— START —

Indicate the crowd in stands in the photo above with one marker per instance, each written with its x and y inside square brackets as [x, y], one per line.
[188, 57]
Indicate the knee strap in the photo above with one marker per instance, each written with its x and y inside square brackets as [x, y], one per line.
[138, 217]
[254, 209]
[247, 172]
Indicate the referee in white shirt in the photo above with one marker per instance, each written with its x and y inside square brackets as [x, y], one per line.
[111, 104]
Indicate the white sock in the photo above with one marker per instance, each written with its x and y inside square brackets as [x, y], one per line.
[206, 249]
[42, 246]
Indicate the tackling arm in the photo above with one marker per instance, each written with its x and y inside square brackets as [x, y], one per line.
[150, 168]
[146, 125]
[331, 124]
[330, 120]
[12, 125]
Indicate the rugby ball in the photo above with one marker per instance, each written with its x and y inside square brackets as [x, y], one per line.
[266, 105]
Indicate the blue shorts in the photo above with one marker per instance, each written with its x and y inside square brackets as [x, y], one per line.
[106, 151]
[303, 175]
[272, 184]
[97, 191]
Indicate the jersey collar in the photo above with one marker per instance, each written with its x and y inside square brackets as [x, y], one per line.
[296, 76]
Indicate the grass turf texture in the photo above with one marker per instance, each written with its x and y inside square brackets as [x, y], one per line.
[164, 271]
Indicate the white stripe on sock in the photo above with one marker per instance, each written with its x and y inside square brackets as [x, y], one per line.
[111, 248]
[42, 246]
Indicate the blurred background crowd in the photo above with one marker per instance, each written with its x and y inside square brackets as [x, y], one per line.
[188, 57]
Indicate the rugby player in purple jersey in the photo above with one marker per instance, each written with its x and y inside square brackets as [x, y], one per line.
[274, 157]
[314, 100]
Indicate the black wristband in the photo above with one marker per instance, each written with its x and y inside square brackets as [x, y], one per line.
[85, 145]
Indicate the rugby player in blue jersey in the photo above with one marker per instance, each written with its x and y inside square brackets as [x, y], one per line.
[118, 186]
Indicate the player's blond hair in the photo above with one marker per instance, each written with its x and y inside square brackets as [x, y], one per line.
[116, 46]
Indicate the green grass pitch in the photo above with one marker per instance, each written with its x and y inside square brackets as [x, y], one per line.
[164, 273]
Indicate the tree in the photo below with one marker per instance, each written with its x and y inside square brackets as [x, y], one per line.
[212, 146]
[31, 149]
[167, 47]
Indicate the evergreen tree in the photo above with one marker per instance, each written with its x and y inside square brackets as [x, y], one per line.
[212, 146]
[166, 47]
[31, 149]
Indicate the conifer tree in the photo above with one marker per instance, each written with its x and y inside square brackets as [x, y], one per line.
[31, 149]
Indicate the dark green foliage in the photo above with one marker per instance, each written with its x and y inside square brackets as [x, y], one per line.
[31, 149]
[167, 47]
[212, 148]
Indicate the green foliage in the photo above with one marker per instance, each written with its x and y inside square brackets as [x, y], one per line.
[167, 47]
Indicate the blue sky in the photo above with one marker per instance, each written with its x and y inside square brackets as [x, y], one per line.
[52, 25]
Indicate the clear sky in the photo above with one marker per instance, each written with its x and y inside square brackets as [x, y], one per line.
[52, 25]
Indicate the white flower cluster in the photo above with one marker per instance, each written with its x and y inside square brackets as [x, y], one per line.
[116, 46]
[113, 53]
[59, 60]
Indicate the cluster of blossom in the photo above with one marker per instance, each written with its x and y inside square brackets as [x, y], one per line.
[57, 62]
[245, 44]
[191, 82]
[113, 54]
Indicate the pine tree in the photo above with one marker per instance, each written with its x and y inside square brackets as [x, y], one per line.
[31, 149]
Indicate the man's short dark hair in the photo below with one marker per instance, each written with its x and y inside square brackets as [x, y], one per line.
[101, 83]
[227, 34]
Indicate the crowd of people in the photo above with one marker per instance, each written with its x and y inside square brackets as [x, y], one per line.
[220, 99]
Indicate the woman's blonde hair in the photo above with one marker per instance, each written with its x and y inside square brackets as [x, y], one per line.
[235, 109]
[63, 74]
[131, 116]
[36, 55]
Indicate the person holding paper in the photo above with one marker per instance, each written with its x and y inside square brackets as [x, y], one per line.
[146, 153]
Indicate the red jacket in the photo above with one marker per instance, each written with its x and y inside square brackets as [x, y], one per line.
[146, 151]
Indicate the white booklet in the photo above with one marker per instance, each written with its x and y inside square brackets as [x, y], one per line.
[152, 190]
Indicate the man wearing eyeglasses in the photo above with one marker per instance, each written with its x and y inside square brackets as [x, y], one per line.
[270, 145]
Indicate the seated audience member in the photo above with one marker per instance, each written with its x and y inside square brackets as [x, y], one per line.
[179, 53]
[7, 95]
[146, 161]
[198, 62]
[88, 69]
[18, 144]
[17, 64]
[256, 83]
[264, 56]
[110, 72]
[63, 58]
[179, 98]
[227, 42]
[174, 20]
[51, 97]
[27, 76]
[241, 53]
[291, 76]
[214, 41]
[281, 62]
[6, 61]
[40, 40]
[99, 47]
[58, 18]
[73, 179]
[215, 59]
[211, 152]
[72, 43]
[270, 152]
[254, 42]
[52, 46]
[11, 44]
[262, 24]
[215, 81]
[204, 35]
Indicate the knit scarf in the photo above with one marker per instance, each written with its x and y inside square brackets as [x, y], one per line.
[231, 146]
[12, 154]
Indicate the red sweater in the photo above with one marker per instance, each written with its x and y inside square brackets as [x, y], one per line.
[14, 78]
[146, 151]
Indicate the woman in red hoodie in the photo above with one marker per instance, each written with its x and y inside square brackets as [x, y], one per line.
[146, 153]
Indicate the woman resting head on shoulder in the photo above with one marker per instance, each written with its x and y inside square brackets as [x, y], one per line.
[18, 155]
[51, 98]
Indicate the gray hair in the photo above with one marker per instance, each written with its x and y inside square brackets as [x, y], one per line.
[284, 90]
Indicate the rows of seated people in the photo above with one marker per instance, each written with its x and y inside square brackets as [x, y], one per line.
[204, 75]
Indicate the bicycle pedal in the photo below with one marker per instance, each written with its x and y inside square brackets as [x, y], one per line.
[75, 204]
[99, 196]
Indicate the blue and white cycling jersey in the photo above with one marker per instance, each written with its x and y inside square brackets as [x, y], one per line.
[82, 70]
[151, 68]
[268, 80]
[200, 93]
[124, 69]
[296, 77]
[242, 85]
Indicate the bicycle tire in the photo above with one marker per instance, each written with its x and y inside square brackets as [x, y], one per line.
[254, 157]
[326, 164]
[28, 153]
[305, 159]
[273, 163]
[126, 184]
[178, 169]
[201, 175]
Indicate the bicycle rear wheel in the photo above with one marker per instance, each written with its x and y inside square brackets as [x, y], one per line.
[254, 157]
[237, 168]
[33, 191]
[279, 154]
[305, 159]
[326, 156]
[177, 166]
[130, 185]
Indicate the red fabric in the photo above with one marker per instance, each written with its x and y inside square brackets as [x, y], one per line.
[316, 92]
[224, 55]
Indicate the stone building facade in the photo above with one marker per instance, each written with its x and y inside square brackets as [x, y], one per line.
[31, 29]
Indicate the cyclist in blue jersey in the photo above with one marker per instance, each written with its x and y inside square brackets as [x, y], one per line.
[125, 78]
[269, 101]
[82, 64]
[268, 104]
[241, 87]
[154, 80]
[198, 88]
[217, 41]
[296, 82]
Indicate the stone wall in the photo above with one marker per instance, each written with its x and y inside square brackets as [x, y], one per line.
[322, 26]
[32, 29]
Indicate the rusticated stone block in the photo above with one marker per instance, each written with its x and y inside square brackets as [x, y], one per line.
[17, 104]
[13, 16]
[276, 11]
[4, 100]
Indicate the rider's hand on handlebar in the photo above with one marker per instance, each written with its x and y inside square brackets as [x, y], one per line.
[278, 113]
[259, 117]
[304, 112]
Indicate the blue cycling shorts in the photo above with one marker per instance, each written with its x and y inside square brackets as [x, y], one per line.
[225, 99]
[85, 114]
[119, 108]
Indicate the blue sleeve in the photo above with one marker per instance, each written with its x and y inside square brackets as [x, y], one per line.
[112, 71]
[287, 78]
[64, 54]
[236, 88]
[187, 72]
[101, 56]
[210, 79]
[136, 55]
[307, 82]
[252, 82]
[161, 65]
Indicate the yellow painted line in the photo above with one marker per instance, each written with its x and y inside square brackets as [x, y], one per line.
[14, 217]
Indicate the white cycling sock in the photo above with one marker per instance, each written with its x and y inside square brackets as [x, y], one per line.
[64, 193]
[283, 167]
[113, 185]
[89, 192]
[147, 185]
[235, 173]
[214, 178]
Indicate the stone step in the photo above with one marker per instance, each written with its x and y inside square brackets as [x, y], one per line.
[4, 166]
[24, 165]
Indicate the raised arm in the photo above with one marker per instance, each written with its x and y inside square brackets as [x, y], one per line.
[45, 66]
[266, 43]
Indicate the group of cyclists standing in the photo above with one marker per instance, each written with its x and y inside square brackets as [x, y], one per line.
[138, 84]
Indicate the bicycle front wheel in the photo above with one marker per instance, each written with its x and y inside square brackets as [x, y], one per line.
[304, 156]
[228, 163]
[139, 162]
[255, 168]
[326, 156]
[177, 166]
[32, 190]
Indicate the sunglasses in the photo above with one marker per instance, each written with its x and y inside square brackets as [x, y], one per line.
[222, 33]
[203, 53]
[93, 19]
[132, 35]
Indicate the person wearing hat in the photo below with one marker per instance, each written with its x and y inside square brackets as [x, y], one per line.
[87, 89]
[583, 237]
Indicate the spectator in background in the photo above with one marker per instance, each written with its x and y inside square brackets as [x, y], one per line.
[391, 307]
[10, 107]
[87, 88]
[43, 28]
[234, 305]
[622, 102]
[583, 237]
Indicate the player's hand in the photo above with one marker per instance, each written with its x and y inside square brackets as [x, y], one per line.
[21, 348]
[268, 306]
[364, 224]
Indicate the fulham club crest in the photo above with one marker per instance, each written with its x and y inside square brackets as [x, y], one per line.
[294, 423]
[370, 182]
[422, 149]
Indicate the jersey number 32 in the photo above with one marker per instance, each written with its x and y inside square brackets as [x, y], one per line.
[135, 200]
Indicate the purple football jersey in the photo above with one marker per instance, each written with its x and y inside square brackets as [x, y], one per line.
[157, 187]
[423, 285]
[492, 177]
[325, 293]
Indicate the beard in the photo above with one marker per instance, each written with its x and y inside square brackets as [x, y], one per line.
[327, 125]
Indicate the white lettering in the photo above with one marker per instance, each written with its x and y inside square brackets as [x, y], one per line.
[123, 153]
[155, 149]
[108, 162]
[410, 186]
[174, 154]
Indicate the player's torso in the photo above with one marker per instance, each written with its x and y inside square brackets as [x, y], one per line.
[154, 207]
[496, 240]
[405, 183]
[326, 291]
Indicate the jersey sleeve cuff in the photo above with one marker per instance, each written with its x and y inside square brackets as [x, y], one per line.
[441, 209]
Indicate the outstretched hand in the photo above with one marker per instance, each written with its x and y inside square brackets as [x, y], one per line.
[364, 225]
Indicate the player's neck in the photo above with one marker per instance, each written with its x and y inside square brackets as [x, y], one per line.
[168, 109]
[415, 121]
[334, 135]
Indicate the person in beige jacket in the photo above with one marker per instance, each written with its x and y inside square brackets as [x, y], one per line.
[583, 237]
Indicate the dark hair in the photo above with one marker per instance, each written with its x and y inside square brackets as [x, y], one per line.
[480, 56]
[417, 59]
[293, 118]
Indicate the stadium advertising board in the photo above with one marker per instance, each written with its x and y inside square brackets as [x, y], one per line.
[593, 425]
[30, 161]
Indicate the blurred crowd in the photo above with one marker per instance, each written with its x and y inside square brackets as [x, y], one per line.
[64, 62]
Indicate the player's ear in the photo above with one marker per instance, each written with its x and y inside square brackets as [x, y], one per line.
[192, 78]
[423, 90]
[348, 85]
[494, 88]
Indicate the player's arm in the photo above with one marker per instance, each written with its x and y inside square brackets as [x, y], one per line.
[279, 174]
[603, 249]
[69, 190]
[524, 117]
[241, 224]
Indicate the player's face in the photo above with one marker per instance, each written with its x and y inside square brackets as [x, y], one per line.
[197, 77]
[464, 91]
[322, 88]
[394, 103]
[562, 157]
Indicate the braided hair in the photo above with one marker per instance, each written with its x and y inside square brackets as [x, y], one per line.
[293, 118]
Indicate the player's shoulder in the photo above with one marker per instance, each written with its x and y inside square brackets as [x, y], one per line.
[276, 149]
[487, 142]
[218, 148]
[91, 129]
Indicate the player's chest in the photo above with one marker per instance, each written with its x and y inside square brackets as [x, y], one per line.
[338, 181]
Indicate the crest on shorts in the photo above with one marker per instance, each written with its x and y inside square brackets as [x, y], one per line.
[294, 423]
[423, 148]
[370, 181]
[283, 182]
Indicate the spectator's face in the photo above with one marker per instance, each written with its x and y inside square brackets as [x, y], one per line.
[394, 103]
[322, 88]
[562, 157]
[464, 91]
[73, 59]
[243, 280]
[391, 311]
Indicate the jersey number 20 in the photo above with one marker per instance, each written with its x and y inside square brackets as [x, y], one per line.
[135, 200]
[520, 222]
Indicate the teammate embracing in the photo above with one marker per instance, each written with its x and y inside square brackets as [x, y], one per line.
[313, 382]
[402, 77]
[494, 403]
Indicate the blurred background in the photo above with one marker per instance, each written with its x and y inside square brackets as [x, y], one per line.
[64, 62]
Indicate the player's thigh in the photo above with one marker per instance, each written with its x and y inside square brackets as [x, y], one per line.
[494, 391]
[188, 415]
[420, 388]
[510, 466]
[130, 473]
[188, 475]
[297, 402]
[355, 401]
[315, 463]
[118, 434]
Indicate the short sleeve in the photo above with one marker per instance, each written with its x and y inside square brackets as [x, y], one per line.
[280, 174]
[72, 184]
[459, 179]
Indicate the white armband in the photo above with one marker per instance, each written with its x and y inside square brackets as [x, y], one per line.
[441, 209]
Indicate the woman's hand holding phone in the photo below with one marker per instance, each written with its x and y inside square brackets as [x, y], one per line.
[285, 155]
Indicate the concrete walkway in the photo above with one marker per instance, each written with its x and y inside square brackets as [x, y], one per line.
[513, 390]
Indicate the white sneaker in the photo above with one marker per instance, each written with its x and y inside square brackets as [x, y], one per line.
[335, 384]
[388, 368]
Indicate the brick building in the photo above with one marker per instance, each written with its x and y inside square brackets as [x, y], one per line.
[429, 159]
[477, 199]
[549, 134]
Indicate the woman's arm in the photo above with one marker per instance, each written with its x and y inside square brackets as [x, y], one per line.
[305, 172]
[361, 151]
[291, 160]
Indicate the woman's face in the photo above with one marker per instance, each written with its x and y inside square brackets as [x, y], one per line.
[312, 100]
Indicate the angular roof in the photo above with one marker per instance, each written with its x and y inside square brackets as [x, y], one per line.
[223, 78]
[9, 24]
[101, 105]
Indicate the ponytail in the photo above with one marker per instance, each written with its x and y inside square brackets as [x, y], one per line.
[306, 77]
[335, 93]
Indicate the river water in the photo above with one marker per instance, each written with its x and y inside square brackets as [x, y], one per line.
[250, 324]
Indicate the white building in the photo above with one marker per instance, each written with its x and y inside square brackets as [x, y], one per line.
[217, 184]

— END —

# What needs to be done:
Write out every line of the listing as a numbered list, starting with the line that contains "Indicate the brick" and going on through the final line, with blank lines left out.

# Completed exercise:
1. Indicate the brick building in the photo above with one marker per instance, each written with its x and y inside square brackets as [x, y], one per line.
2. [429, 159]
3. [477, 199]
4. [549, 134]
5. Indicate the woman's arm in the photo above with one marker per instance, each written with its x and y inside square brackets as [x, y], one per line.
6. [305, 172]
7. [361, 151]
8. [291, 160]
9. Indicate the woman's face in the photo above with one marker per instance, each written with its x and y inside square brackets as [x, y], one per line.
10. [312, 100]
11. Indicate the angular roof in the photo above with one marker per instance, each written with its x and y inside square brackets as [x, y], one per line.
12. [223, 78]
13. [9, 24]
14. [101, 105]
15. Indicate the ponytail in the photo above with one marker per instance, each written with its x and y inside square brackets as [x, y], one per line.
16. [306, 77]
17. [335, 93]
18. Indicate the river water in the photo above with one marker per instance, each written with its x and y inside square brackets as [x, y], one per line.
19. [250, 324]
20. Indicate the white building in the photo above with one marker per instance, each written with its x and y inside square brackets as [x, y], one per line.
21. [217, 184]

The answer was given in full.